Task data:
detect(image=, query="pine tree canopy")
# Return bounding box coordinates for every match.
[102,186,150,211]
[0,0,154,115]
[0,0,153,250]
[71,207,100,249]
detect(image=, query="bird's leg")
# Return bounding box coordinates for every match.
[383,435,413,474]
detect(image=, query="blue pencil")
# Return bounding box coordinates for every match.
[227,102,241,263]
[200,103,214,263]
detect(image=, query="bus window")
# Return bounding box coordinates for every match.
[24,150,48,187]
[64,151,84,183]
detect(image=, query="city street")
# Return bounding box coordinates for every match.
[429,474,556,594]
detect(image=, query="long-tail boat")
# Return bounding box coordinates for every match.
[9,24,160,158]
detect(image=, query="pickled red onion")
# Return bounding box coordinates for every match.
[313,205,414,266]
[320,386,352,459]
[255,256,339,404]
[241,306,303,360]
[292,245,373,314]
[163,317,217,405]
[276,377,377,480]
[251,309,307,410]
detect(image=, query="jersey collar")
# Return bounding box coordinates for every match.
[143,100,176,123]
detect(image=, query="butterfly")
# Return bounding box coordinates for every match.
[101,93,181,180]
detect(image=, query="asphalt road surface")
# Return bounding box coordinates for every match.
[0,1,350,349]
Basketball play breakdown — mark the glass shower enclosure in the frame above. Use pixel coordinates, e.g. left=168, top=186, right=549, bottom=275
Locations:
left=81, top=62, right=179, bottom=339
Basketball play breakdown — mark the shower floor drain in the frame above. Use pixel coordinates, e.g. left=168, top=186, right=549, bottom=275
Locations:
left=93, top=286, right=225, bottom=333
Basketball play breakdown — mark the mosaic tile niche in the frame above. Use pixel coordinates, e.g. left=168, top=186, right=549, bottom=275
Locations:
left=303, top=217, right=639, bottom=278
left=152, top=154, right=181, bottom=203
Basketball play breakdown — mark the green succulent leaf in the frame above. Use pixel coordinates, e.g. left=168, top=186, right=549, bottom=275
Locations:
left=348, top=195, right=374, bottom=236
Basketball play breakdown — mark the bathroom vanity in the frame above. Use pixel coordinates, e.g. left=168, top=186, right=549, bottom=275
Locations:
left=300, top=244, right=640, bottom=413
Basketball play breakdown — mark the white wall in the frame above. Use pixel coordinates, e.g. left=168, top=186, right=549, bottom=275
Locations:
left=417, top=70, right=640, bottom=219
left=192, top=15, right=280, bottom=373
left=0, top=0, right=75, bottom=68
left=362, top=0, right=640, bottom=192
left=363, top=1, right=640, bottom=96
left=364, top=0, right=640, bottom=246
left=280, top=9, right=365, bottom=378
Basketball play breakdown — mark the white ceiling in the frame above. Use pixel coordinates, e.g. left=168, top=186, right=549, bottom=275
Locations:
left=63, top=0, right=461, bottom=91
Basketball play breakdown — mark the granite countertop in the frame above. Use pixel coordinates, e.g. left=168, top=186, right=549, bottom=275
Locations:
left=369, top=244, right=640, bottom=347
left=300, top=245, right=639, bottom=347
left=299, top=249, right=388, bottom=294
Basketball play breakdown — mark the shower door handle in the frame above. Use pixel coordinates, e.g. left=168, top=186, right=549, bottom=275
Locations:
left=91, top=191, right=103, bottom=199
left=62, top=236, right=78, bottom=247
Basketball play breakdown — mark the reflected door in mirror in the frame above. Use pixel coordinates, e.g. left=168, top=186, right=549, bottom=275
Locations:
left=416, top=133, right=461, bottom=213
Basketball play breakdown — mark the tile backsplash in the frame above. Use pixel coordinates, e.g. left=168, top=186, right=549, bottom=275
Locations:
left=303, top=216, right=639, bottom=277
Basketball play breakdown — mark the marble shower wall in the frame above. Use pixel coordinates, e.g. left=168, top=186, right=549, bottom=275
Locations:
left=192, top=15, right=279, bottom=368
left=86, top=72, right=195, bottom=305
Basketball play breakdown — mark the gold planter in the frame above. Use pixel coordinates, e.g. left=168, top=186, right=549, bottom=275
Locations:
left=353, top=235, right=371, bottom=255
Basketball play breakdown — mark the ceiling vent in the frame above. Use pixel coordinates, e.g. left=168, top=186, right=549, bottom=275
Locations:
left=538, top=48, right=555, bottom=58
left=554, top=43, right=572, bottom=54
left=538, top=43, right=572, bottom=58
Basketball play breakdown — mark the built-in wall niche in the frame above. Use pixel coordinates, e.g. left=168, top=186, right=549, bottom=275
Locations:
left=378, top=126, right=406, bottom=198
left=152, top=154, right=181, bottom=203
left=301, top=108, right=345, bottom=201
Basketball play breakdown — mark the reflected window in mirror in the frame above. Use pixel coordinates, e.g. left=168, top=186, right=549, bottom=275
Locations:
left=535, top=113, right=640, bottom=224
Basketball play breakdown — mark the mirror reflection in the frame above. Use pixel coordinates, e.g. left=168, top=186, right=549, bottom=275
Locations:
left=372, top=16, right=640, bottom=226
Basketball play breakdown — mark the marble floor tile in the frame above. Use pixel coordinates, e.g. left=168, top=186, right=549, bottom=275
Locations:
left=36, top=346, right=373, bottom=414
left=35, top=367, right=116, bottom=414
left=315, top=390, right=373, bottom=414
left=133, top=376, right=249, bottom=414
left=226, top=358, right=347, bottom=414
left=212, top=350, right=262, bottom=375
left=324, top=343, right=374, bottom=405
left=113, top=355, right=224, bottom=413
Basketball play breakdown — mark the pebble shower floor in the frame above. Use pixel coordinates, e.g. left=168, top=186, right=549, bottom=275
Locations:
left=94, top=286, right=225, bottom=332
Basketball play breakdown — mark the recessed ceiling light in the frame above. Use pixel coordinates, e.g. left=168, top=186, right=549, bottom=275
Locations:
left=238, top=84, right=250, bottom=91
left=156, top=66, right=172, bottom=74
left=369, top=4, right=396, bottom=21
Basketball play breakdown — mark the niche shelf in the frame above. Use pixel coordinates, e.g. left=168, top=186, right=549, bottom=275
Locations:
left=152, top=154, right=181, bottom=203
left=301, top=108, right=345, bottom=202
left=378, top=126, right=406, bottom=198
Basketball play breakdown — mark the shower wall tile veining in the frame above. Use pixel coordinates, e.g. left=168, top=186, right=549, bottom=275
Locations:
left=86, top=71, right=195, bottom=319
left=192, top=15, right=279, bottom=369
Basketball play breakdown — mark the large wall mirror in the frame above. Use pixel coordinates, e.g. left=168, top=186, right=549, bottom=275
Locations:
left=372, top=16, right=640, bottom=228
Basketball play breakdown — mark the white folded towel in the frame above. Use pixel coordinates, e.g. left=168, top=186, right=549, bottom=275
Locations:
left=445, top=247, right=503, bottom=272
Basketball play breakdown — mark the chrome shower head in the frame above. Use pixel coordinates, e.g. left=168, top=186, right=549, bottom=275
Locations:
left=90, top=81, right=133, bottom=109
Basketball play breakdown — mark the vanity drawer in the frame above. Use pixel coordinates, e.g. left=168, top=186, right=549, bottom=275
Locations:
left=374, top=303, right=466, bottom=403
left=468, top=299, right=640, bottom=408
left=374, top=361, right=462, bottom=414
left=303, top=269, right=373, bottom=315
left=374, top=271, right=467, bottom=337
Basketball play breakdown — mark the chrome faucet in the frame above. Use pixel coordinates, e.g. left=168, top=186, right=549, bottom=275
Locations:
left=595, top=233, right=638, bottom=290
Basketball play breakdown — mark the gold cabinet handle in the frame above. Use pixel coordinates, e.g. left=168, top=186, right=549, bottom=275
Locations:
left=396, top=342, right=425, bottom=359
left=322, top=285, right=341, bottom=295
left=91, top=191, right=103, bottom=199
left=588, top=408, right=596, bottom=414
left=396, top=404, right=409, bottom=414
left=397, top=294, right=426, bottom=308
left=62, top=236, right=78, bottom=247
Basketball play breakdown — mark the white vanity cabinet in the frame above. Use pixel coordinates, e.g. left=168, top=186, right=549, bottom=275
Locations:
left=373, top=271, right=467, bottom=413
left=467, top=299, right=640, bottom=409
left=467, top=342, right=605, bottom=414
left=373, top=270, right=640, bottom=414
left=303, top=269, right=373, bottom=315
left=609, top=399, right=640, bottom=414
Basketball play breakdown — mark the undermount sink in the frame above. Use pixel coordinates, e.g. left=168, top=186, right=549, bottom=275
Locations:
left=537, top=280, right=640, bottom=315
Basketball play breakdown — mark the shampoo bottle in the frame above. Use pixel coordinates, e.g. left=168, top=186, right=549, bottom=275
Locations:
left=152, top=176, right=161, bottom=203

Task objective: Pick out every line above that holds the word "image" and copy it.

Response:
detect(image=, query="pine tree canopy")
detect(image=, query="bird's leg")
detect(image=, query="blue pencil")
detect(image=, query="bus window")
detect(image=, query="city street")
detect(image=, query="long-tail boat")
detect(image=, query="pickled red onion")
detect(image=, query="jersey collar")
detect(image=, query="butterfly")
detect(image=, query="asphalt road surface")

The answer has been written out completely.